企業のためのメタバースビジネスインサイト

パーソルマーケティングと語る、実際のサービス展開から見通すメタバースビジネスの未来【前編】

  • 2023-06-27

近年、メタバースのビジネス活用が加速しています。バーチャル空間でのセミナー開催といった一過性のイベントだけでなく、ビジネスコミュニケーションやコラボレーションのプラットフォームとしても注目されています。企業がメタバースに大きな関心を寄せる状況下、今後のメタバース市場はどのような動きを見せるのでしょうか。

メタバース空間で人材サービス事業を展開するパーソルマーケティング株式会社(以下、パーソルマーケティング)でメタバースデザイン事業部部長を務める川内浩司氏と、同事業を支援するPwCコンサルティング合同会社(以下、PwCコンサルティング)ディレクターの岩花修平が、実践者の立場からメタバースのビジネス活用の実情や、企業が取り組むうえで考慮すべき課題などについて語り合いました。

(本文敬称略)

対談者

パーソルマーケティング株式会社
メタバースデザイン事業部部長
川内 浩司 氏

PwCコンサルティング合同会社
ディレクター
岩花 修平

(左から)岩花 修平、川内 浩司 氏

(左から)岩花 修平、川内 浩司 氏

経営層のメタバース体験で見えてきた「事業の方向性」と「課せられた役割」

―― パーソルマーケティングは2022年1月にメタバースデザイン事業部を設立し、PwCコンサルティングと協業してメタバース市場における人材サービス事業へ参入しました。同事業部を設立した背景を教えてください。

収集資料:
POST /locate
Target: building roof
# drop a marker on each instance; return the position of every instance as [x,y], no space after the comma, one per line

演習課題:
(1) メタバースのビジネス活用を扱う本文のうち、「パーソルマーケティングと語る」で始まり「などについて語り合いました。」で終わる部分を書き出し、その際「バーチャル空間」を「仮想空間」に置き換えてください。
(2) メタバースのビジネス活用を扱う本文によると、パーソルマーケティングがメタバースデザイン事業部を設立したのはいつですか。
(3) メタバースのビジネス活用を扱う本文を、最後の文の後から書き継いでください。

課題別解答:
(1)
パーソルマーケティングと語る、実際のサービス展開から見通すメタバースビジネスの未来【前編】

  • 2023-06-27

近年、メタバースのビジネス活用が加速しています。仮想空間でのセミナー開催といった一過性のイベントだけでなく、ビジネスコミュニケーションやコラボレーションのプラットフォームとしても注目されています。企業がメタバースに大きな関心を寄せる状況下、今後のメタバース市場はどのような動きを見せるのでしょうか。

メタバース空間で人材サービス事業を展開するパーソルマーケティング株式会社(以下、パーソルマーケティング)でメタバースデザイン事業部部長を務める川内浩司氏と、同事業を支援するPwCコンサルティング合同会社(以下、PwCコンサルティング)ディレクターの岩花修平が、実践者の立場からメタバースのビジネス活用の実情や、企業が取り組むうえで考慮すべき課題などについて語り合いました。

(2) 2022年1月です。

(3)
川内:
2021年後半から米国を中心にメタバースへの注目度が高まりつつある中、以前からパーソルマーケティングでは、既存のビジネスにとらわれない新規事業の可能性について議論していました。そして、メタバースを「人間の行動領域と選択肢を拡張させる新たな働き場」と定義し、メタバース空間における雇用の創出や就業機会の拡大を目指し、新規事業を立ち上げたのです。

―― なぜPwCコンサルティングをパートナーに選んだのですか。

川内:
正直なところ、これまで自社だけで新規事業を立ち上げた経験が乏しく、さらにメタバースの市場動向や最新技術トレンド、ビジネスとしてどのような可能性があるのかといった情報や知見を得るには、専門家の支援が必要でした。そこで、2021年12月にメタバース等の先進技術に精通したコンサルティングサービスを展開されていたPwCコンサルティングに支援をお願いすることにしました。

岩花:
かねてからPwCコンサルティングは最新技術を社会実装する取り組みを進めており、XR(AR:拡張現実/VR:仮想現実/MR:複合現実)のビジネス導入支援をグローバルで展開しています。すでにPwC米国やPwC英国といったメンバーファームはメタバースを活用した新規事業計画の策定などを支援しており、ユースケースの蓄積も進んでいます。川内さんから「メタバース市場で人材サービス事業を展開するにあたり、どのような戦略を立案すればよいか」というご相談をいただいた際、最初に提案したのは「(パーソルマーケティングの)経営層の方々にメタバースの世界を体験していただく」ということでした。実際にPwCコンサルティングが保有する施設「Technology Laboratory」にお越しいただき、VRゴーグルを装着してメタバースの世界を体験したうえで、「自社のビジネスとしてどのようなユースケースが考え得るか」を社内で検討いただいたのです。

―― 川内さんも体験されたのですね。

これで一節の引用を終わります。